## THE PROBLEM
Once you have read the records, output them exactly.
:::::
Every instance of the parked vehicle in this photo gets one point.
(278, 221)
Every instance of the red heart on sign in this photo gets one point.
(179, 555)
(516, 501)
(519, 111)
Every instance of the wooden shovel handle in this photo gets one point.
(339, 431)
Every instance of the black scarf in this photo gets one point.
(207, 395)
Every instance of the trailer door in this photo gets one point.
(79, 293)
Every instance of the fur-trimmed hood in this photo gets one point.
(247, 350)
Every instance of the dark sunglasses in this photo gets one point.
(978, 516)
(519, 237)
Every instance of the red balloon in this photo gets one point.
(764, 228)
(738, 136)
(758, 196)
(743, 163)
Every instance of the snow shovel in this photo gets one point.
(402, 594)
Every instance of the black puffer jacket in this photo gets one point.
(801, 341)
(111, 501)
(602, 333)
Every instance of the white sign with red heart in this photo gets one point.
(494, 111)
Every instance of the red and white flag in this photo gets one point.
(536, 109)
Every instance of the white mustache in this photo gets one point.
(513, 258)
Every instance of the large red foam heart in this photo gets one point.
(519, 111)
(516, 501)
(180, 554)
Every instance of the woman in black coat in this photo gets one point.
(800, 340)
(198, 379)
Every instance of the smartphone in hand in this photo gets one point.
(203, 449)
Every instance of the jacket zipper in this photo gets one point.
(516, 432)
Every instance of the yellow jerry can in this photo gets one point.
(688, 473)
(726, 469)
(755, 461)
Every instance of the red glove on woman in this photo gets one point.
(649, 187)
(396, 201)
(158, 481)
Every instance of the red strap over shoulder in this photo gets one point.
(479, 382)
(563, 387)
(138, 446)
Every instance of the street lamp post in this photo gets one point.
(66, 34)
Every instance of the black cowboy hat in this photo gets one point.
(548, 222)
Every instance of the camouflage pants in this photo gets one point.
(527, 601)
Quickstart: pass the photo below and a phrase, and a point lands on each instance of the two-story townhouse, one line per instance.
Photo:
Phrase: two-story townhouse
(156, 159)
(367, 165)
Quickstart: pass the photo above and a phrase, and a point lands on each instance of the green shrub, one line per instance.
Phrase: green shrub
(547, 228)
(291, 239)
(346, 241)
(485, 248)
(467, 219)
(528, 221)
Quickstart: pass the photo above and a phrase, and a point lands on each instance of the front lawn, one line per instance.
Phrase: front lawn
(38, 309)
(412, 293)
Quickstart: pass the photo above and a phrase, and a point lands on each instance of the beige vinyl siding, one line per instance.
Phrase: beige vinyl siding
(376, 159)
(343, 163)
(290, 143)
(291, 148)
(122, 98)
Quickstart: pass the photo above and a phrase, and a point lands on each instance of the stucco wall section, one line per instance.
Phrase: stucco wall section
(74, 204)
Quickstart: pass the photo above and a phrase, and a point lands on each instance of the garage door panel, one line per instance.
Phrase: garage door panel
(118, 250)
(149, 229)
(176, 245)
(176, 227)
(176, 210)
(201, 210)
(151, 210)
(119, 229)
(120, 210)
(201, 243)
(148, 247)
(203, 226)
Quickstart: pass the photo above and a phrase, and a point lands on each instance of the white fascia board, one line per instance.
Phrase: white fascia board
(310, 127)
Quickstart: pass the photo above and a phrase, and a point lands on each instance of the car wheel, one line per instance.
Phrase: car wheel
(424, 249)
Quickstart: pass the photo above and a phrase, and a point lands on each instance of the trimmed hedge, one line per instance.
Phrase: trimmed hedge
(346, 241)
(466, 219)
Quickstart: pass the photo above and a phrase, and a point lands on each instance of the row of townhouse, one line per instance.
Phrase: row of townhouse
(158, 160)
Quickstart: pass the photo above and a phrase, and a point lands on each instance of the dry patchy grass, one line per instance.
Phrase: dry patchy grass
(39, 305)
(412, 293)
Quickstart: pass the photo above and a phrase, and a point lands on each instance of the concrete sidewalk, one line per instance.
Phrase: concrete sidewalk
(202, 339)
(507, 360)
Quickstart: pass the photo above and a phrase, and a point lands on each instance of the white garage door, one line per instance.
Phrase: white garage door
:::::
## ANSWER SECTION
Every instance of the parked vehicle in this photo gets one point.
(278, 221)
Every instance of the red heart on sign in this photo gets one point.
(179, 555)
(516, 501)
(519, 111)
Every instance of the wooden shovel handle in this photo gets one point.
(339, 431)
Every instance of the black scarf in this photo gets one point.
(207, 395)
Every instance of the trailer door in this photo gets one point.
(79, 293)
Every instance of the fur-trimmed hood in this photo gets one point.
(247, 350)
Every instance of the dark sunglasses in this photo gets one point.
(978, 516)
(519, 237)
Every instance of the red balloon in this photo gets one point.
(764, 228)
(738, 136)
(758, 196)
(743, 163)
Every instance of the snow shovel in this photo gets one point.
(402, 594)
Every instance of the black puffer jacket in this photo gets one point.
(801, 341)
(111, 501)
(602, 333)
Every instance of the white sign with red heart in this photo gets one point.
(494, 111)
Every instance of the red and white flag in this photo gets one point.
(536, 109)
Every instance of the white mustache in this photo gets one point.
(513, 258)
Every instance of the large red foam heart in this photo gets one point.
(519, 111)
(516, 501)
(180, 554)
Every instance of the woman in black coat in this photo gets one point.
(800, 340)
(198, 379)
Every instance of the smartphone in hand in this photo gets one point.
(203, 449)
Every instance of the jacket zipper in this photo gets one point.
(516, 432)
Every instance of the yellow jerry can in this photo gets one point.
(688, 473)
(726, 469)
(755, 461)
Every instance of the red glove on woman in this photo gets one point.
(649, 187)
(396, 201)
(158, 481)
Every instance of the red strap over shoulder in this photo gets one point.
(479, 382)
(563, 387)
(138, 446)
Every instance of the street lamp post in this photo gets one point.
(66, 34)
Every instance of the black cowboy hat in this photo gets one point.
(548, 222)
Every instance of the camouflage pants in this photo gets one point.
(527, 601)
Quickstart: pass the photo below and a phrase, and a point lands on each instance of the two-story townhouse, one line per instance.
Photo:
Phrase: two-story townhouse
(156, 159)
(367, 165)
Quickstart: pass the photo above and a phrase, and a point lands on each instance of the green shrub, one line per instance.
Phrase: green shrub
(547, 228)
(291, 239)
(346, 241)
(485, 248)
(467, 219)
(528, 221)
Quickstart: pass the photo above and a phrase, and a point lands on each instance of the front lawn, one line per instance.
Phrase: front lawn
(38, 309)
(412, 293)
Quickstart: pass the photo above and a phrase, and a point lands on each instance of the beige vinyl siding, one line per instance.
Phrase: beige vinyl siding
(376, 159)
(343, 163)
(290, 143)
(291, 148)
(122, 98)
Quickstart: pass the photo above and a phrase, and a point lands on each instance of the stucco wall section, one line per instance.
Phrase: stucco wall section
(74, 204)
Quickstart: pass the photo above and a phrase, and a point lands on each instance of the garage door panel, one line per instance.
Phrase: garage door panel
(118, 250)
(149, 229)
(176, 245)
(176, 227)
(176, 210)
(201, 210)
(151, 210)
(119, 229)
(120, 210)
(201, 243)
(148, 247)
(203, 226)
Quickstart: pass the photo above and a phrase, and a point lands on each instance of the white fascia board, one line per instance.
Phrase: white fascia board
(310, 127)
Quickstart: pass the photo above and a phrase, and a point lands on each instance of the car wheel, one line per instance.
Phrase: car wheel
(424, 249)
Quickstart: pass the photo above and a phrase, and a point lands on each instance of the trimmed hedge, one line per instance.
Phrase: trimmed hedge
(346, 241)
(466, 219)
Quickstart: pass the photo above and a phrase, and a point lands on each instance of the row of townhouse, one line per instance.
Phrase: row of townhouse
(158, 160)
Quickstart: pass the photo above and a phrase, and a point lands on each instance of the dry patchy grass, one line per instance.
Phrase: dry patchy grass
(39, 305)
(412, 293)
Quickstart: pass the photo above and a phrase, and a point lands on each instance of the concrete sidewalk, one line per instance.
Phrase: concrete sidewalk
(202, 339)
(507, 360)
Quickstart: pass the photo above and a phrase, and a point lands on each instance of the white garage door, one line per instance.
Phrase: white garage door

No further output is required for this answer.